_Stated exercise_
Reproduce all of the records below line for line, changing nothing.

_Entries supplied_
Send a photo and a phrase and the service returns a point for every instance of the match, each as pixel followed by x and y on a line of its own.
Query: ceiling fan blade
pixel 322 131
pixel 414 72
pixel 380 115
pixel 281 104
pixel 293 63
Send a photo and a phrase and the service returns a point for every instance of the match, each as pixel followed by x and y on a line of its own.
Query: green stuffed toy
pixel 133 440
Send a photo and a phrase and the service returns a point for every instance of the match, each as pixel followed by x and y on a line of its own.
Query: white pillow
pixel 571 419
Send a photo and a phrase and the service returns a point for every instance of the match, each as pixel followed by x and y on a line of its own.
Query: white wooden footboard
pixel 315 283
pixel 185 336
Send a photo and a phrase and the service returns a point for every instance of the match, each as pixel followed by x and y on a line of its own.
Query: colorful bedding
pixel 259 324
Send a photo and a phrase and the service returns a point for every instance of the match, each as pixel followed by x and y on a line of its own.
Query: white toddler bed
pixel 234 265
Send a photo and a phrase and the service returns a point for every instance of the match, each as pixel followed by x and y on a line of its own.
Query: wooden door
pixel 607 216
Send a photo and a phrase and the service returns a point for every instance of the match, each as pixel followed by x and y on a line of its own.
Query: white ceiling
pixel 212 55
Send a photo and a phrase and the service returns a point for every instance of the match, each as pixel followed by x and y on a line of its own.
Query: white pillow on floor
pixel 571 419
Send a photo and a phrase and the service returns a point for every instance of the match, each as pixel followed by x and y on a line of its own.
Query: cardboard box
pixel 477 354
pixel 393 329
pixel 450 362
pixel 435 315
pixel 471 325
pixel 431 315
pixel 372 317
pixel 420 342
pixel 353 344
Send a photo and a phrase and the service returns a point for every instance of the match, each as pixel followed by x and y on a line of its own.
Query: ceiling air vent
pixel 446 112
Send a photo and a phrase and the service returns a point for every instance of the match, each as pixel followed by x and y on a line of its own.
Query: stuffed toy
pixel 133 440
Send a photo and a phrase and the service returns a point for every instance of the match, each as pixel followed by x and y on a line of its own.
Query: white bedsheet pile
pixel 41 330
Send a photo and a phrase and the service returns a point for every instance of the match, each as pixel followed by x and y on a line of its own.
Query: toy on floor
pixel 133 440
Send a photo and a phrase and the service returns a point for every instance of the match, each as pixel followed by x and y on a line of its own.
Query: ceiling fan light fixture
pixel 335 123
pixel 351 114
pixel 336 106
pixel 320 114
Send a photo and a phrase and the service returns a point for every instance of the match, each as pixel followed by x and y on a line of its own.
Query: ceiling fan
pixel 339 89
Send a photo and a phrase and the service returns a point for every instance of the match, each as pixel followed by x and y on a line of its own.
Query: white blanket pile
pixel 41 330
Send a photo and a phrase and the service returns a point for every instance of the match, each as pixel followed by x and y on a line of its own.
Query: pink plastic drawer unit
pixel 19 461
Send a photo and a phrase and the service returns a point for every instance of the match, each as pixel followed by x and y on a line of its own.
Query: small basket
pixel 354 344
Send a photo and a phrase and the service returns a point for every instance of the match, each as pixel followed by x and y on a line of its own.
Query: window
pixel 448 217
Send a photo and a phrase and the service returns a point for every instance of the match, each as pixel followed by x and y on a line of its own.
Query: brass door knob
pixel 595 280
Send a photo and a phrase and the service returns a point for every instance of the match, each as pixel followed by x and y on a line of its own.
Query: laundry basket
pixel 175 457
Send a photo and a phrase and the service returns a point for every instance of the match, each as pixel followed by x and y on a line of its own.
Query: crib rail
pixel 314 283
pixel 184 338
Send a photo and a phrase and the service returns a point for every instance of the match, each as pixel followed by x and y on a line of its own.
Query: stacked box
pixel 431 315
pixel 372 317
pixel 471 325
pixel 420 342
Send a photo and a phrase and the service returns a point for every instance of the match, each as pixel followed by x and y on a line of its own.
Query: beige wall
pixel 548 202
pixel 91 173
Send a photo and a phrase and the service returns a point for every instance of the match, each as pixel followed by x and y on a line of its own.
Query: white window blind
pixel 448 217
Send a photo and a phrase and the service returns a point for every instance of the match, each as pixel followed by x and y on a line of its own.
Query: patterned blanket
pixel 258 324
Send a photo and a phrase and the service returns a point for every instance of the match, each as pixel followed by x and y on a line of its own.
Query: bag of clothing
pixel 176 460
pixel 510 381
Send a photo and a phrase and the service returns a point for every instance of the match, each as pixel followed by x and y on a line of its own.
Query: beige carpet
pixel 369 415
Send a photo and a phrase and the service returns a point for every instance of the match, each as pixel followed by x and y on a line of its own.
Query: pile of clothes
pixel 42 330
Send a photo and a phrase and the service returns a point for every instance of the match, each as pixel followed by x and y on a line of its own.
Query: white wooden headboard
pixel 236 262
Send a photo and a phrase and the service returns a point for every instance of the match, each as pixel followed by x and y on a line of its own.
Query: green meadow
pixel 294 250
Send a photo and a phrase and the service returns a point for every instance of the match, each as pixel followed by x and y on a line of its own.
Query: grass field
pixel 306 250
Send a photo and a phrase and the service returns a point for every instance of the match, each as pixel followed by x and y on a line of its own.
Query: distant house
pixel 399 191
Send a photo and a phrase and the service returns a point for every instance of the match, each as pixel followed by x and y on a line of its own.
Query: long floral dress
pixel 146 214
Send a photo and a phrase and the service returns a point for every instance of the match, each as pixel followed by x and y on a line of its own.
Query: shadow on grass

_Expected output_
Send a photo and a phrase and the service returns a point for every instance of the match, each as pixel followed by x and y on a line of its own.
Query: ceiling fan blade
pixel 322 131
pixel 414 72
pixel 380 115
pixel 281 104
pixel 293 63
Send a photo and a phrase and the service returns a point for every instance of the match, each as pixel followed by x and y on a line of its own.
Query: green stuffed toy
pixel 133 440
Send a photo and a phrase and the service returns a point for every instance of the match, each as pixel followed by x and y on a line of its own.
Query: white pillow
pixel 571 419
Send a photo and a phrase and the service returns a point for every instance of the match, each as pixel followed by x and y on a line of its own.
Query: white wooden footboard
pixel 315 283
pixel 185 336
Send a photo and a phrase and the service returns a point for every instance of the match, each as pixel followed by x and y on a line of its own.
Query: colorful bedding
pixel 259 324
Send a photo and a phrase and the service returns a point for every instance of the match, each as pixel followed by x and y on a line of its own.
Query: white toddler bed
pixel 234 265
Send a photo and a phrase and the service returns a point for every instance of the match, each as pixel followed by x and y on a line of its own.
Query: wooden door
pixel 607 216
Send a photo and a phrase and the service returns a point for every instance of the match, each as pixel followed by x and y on a line of its own.
Query: white ceiling
pixel 212 55
Send a photo and a phrase and the service returns a point for every instance of the match, each as pixel followed by x and y on a line of its own.
Query: white pillow on floor
pixel 571 419
Send a photo and a phrase and the service returns a point for every instance of the match, each as pixel followed by x and y on a line of its own.
Query: cardboard box
pixel 477 354
pixel 393 329
pixel 450 362
pixel 435 315
pixel 471 325
pixel 431 315
pixel 372 317
pixel 420 342
pixel 353 344
Send a photo and a phrase and the service returns a point for every instance of the match, each as pixel followed by x and y on a line of its own.
Query: ceiling air vent
pixel 446 112
Send a photo and a phrase and the service returns a point for every instance of the match, each as pixel followed by x and y on a line of its own.
Query: stuffed toy
pixel 133 440
Send a photo and a phrase and the service returns a point for every instance of the match, each as pixel followed by x and y on a line of its own.
Query: white bedsheet pile
pixel 41 330
Send a photo and a phrase and the service returns a point for every instance of the match, each as pixel followed by x and y on a line of its own.
Query: toy on floor
pixel 133 440
Send a photo and a phrase and the service returns a point for every instance of the match, each as pixel followed by x and y on a line of its own.
Query: ceiling fan light fixture
pixel 335 123
pixel 351 114
pixel 336 106
pixel 320 114
Send a photo and a phrase and the service returns a point for every instance of the match, each as pixel followed by x and y on a line of its own.
Query: ceiling fan
pixel 339 89
Send a photo and a phrase and the service returns a point for every instance of the match, each as pixel followed by x and y on a line of its own.
Query: white blanket pile
pixel 41 330
Send a photo and a phrase and the service returns a point for every instance of the match, each as pixel followed by x and y on a line of its own.
Query: pink plastic drawer unit
pixel 19 461
Send a photo and a phrase and the service returns a point for every instance of the match, each as pixel followed by x and y on a line of its own.
Query: small basket
pixel 354 344
Send a photo and a phrase and the service returns a point for every instance of the match, each as pixel followed by x and y on a line of its own.
Query: window
pixel 448 217
Send a photo and a phrase and the service returns a point for every instance of the match, each as pixel followed by x and y on a line of its own.
Query: brass door knob
pixel 595 280
Send a photo and a phrase and the service returns a point for every instance of the match, each as pixel followed by x and y on a line of its own.
Query: laundry basket
pixel 175 457
Send a photo and a phrase and the service returns a point for every instance of the match, each as pixel followed by x and y on a line of its own.
Query: crib rail
pixel 314 283
pixel 184 338
Send a photo and a phrase and the service returns a point for every instance of the match, each as pixel followed by x and y on a line of its own.
Query: stacked box
pixel 431 315
pixel 372 317
pixel 471 325
pixel 420 342
Send a photo and a phrase and the service returns a point for every instance of the match, each as pixel followed by x and y on a line of its own.
Query: beige wall
pixel 548 202
pixel 91 173
Send a photo and a phrase and the service returns a point for every instance of the match, each as pixel followed by x and y on a line of its own.
Query: white window blind
pixel 448 217
Send a photo and a phrase and the service returns a point for every instance of the match, each as pixel followed by x and y on a line of its own.
Query: patterned blanket
pixel 258 324
Send a photo and a phrase and the service returns a point for every instance of the match, each as pixel followed by x and y on a line of its own.
Query: bag of clothing
pixel 176 460
pixel 510 381
Send a photo and a phrase and the service returns a point for every instance of the match, each as pixel followed by x and y on a line of its own.
Query: beige carpet
pixel 369 415
Send a photo and a phrase and the service returns a point for every instance of the match, each as pixel followed by x and y on a line of its own.
Query: pile of clothes
pixel 42 330
Send a photo and a phrase and the service returns a point for every instance of the match, each as pixel followed by x and y on a line of its own.
Query: white wooden headboard
pixel 236 262
Send a photo and a phrase and the service returns a point for every instance of the match, each as pixel followed by x and y on a line of its own.
Query: green meadow
pixel 294 250
Send a photo and a phrase and the service returns a point for every instance of the match, each as pixel followed by x and y on a line of its own.
Query: grass field
pixel 306 250
Send a photo and a phrase and the service returns a point for every instance of the match, each as pixel followed by x and y on a line of its own.
Query: distant house
pixel 399 191
Send a photo and a phrase and the service returns a point for every instance of the match, each as pixel followed by x and y on a line of its own.
Query: long floral dress
pixel 146 214
Send a photo and a phrase and the service returns a point for every instance of the match, each as pixel followed by x and y on a line of its own.
Query: shadow on grass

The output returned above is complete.